### Extracted information
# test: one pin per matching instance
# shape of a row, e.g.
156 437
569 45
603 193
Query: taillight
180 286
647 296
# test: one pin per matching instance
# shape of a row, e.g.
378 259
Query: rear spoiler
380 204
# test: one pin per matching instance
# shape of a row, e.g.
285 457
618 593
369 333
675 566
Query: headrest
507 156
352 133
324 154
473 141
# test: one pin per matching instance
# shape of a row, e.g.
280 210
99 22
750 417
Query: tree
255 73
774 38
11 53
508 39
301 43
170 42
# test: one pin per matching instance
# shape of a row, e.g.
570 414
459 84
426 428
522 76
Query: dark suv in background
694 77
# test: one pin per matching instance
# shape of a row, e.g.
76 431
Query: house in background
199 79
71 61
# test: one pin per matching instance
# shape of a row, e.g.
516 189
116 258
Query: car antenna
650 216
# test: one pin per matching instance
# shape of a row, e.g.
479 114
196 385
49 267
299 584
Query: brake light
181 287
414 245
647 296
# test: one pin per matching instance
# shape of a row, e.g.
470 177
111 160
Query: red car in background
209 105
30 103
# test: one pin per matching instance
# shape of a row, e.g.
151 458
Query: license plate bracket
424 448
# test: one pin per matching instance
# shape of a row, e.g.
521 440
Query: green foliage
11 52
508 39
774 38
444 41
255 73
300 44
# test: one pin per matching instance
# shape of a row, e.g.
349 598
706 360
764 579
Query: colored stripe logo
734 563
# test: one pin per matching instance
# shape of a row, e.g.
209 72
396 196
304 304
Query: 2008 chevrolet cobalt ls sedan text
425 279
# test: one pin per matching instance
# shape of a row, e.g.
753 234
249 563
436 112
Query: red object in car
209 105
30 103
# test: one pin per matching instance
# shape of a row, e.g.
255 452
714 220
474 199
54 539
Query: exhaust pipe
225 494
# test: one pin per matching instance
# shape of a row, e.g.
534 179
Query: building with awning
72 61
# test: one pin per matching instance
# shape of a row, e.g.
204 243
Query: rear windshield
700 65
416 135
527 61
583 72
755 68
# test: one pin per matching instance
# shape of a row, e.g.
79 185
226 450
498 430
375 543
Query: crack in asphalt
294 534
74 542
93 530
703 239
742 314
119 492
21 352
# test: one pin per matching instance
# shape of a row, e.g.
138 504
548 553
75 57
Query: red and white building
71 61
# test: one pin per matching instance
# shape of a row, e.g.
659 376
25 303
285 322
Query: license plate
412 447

### Required work
Retype the data shown above so that each line matches the original.

### The completed task
# test: one pin per matching instance
# shape of a row, e.g.
156 437
569 45
603 193
Query: taillight
180 286
647 296
# test: one pin per matching instance
# shape of a row, e.g.
378 259
Query: rear spoiler
380 204
# test: one pin per matching instance
# shape of a row, e.g.
285 457
618 593
369 333
675 566
Query: headrest
507 156
352 133
324 154
473 141
# test: one pin per matching instance
# shape of a row, e.g.
280 210
99 22
750 417
Query: tree
255 73
774 38
11 53
508 39
301 43
170 42
# test: one pin per matching instance
# shape of a row, e.g.
570 414
459 84
426 428
522 76
Query: dark suv in background
694 77
# test: one pin per matching instance
# shape of a row, e.g.
76 431
Query: house in background
199 79
71 61
# test: one pin per matching instance
# shape of a row, e.g.
516 189
116 258
Query: car antenna
650 216
# test: one pin per matching instance
# shape of a row, e.g.
479 114
196 385
49 267
299 584
Query: brake light
181 287
414 245
647 296
# test: one pin per matching instance
# shape of a row, e.g.
470 177
111 160
Query: red car in background
209 105
30 103
# test: one pin per matching instance
# shape of a row, e.g.
151 458
Query: license plate bracket
424 448
# test: one pin per matching instance
# shape of a row, e.g.
521 440
Query: green foliage
11 52
508 39
774 38
444 41
255 73
300 44
# test: one pin per matching instance
# shape of a row, e.g.
349 598
706 360
764 579
Query: colored stripe logo
734 563
# test: one pin per matching instance
# shape of a row, e.g.
209 72
396 196
304 304
Query: 2008 chevrolet cobalt ls sedan text
425 279
# test: one pin per matching instance
# shape of a row, e.g.
753 234
249 563
436 112
Query: red object in car
209 105
30 103
# test: one pin per matching instance
# shape of a row, e.g.
255 452
714 220
474 199
54 539
Query: exhaust pipe
225 494
# test: one pin per matching instance
# shape of a row, e.g.
534 179
Query: building with awning
72 61
# test: one pin per matching instance
# shape of a row, e.g.
204 243
Query: rear windshield
700 65
416 135
527 61
583 72
755 68
# test: one pin per matching instance
# shape of a row, e.g.
79 185
226 450
498 430
375 543
Query: crack in asphalt
294 534
74 542
93 530
703 239
742 314
119 492
21 352
# test: one pin per matching instance
# shape of a row, e.g.
138 504
548 553
75 57
Query: red and white building
71 61
# test: one pin per matching instance
# shape of a row, e.g.
659 376
25 303
285 322
Query: license plate
412 447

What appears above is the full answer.